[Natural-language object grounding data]

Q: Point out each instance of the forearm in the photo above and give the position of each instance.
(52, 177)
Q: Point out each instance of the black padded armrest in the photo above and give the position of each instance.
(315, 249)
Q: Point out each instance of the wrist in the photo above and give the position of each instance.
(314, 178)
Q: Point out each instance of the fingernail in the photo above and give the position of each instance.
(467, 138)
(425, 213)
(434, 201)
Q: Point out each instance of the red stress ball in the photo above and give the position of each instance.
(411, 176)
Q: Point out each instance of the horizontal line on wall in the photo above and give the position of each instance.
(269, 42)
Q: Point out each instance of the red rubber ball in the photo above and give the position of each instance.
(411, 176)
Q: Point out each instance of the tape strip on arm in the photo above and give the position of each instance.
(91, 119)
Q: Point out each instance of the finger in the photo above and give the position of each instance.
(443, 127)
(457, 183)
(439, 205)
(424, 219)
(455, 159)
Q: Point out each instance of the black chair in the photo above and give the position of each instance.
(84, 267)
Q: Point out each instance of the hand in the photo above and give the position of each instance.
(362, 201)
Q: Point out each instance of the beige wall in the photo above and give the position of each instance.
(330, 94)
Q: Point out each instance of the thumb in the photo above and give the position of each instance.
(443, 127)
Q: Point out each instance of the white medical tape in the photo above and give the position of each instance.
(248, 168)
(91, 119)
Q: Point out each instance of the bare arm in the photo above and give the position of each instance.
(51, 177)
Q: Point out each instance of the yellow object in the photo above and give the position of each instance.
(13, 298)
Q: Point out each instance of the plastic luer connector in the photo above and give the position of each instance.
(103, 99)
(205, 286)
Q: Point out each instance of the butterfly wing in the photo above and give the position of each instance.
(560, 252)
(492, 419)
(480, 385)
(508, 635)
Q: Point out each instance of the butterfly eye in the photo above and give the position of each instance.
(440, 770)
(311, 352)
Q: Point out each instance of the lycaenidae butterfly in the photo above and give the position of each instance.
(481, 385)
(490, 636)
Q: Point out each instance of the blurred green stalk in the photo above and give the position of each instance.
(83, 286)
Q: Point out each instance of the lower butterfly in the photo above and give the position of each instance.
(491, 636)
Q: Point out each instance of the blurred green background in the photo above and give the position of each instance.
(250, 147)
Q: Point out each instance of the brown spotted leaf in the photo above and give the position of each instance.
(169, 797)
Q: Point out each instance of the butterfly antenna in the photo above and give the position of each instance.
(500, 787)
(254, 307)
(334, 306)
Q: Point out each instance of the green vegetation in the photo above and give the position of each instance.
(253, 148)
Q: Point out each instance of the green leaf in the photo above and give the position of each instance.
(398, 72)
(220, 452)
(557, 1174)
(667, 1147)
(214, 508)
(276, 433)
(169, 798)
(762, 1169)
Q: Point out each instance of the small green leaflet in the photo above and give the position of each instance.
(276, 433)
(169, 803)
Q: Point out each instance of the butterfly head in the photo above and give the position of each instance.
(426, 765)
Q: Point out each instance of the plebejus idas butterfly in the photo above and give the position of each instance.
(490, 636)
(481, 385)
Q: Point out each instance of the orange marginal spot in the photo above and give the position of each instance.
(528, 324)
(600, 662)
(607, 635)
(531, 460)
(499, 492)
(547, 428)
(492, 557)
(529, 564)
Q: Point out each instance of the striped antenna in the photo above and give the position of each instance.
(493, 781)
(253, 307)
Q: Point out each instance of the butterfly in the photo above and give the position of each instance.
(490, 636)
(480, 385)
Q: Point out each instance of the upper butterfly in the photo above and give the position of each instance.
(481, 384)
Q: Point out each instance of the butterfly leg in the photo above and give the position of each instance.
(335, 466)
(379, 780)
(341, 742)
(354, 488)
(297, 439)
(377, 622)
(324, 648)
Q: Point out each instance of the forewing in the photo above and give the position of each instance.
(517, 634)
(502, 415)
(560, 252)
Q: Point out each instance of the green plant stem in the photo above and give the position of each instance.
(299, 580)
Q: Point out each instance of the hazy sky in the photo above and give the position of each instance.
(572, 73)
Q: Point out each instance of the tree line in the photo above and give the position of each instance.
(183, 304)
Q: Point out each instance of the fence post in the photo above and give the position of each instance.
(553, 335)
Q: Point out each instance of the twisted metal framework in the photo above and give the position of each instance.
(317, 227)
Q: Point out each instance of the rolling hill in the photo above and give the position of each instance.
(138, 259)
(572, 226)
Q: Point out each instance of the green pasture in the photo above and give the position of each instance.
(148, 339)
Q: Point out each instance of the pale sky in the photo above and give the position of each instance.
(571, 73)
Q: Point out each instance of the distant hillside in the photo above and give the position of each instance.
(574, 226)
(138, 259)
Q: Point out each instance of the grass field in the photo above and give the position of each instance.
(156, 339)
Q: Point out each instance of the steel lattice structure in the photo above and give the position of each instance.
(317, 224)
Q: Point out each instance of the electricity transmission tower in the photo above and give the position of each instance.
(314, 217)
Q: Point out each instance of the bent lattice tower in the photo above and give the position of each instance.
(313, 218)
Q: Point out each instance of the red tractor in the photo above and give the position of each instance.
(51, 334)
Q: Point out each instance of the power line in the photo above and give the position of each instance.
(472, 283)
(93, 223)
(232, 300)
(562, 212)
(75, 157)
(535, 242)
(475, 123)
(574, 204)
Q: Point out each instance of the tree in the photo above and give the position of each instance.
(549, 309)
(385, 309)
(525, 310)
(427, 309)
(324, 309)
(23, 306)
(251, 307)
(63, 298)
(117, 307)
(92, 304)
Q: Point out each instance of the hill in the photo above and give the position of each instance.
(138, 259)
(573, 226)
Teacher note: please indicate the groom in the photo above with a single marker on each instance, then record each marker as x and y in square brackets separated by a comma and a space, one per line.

* * *

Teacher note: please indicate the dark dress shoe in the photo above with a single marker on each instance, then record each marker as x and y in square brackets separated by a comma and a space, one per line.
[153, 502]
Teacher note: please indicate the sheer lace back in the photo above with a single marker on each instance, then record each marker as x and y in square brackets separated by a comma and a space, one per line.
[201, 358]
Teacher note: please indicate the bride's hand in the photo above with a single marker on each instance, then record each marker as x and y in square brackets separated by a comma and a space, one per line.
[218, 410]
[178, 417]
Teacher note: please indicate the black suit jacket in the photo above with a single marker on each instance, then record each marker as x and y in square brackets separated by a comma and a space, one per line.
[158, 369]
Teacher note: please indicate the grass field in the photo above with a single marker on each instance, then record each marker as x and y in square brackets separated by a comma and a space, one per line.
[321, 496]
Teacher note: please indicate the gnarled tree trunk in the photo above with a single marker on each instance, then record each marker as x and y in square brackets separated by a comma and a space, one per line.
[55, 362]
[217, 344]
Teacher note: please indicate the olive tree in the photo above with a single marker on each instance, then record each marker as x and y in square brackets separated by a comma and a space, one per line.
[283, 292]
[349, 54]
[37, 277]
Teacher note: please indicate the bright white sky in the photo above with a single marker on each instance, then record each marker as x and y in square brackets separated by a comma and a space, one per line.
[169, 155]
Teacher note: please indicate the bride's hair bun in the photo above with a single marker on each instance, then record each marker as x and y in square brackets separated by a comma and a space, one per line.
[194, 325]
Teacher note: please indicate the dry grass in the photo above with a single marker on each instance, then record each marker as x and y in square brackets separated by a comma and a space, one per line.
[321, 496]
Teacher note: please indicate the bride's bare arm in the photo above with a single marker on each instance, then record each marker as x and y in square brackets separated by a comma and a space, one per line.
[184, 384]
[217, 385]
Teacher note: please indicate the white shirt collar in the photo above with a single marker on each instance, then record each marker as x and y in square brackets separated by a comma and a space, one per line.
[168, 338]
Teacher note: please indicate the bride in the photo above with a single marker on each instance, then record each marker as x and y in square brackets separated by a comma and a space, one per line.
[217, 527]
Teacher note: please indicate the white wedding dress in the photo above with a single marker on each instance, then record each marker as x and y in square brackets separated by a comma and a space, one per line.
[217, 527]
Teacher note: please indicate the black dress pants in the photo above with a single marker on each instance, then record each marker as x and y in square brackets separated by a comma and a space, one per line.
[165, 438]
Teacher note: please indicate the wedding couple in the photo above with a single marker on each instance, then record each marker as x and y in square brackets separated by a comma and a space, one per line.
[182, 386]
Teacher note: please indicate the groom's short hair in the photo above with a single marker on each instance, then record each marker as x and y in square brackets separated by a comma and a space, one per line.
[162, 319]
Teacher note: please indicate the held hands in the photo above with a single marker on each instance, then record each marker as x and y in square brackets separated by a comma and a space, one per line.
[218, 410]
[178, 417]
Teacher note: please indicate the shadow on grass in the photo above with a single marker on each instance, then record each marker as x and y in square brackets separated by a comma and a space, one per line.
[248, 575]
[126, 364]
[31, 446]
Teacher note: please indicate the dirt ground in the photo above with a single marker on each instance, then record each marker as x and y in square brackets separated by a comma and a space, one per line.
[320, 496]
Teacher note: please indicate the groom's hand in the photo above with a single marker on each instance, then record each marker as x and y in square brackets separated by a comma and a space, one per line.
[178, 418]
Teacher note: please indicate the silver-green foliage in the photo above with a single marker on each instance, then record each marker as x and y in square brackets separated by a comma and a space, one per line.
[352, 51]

**Task prompt**
Only the lines above starting with the one with "Q: Point out each instance of the distant" and going through the one with "Teacher note: please indicate the groom in" are to be copied, word for word and with both ends kept.

**Response for this exercise**
Q: Point out each instance of the distant hillside in the photo above and give the position of each instance.
(574, 226)
(138, 259)
Q: Point out each instance of the grass field in the photo above and give the position of each instance.
(156, 339)
Q: Point out each instance of the steel lattice structure in the photo above and give the position of each instance.
(317, 224)
Q: Point out each instance of the electricity transmission tower in the photo above and give the position of each instance.
(314, 217)
Q: Point out each instance of the bent lattice tower in the photo above and give the position of each instance.
(313, 218)
Q: Point out each instance of the red tractor in the photo above and give the position of each instance.
(51, 334)
Q: Point out each instance of the power line in the photo above and give the position of each instance.
(472, 283)
(93, 223)
(232, 300)
(562, 212)
(75, 157)
(535, 242)
(475, 123)
(574, 204)
Q: Point out each instance of the tree in the photo above and give the position of each instance.
(549, 309)
(385, 309)
(525, 310)
(427, 309)
(324, 309)
(23, 306)
(251, 307)
(63, 298)
(117, 307)
(92, 304)
Q: Point out each instance of the hill in the photo above and give the position of each instance.
(138, 259)
(573, 226)
Teacher note: please indicate the groom in the photo above with a single marker on each instance, then record each marker as x and y in square brackets separated by a comma and a space, one per line.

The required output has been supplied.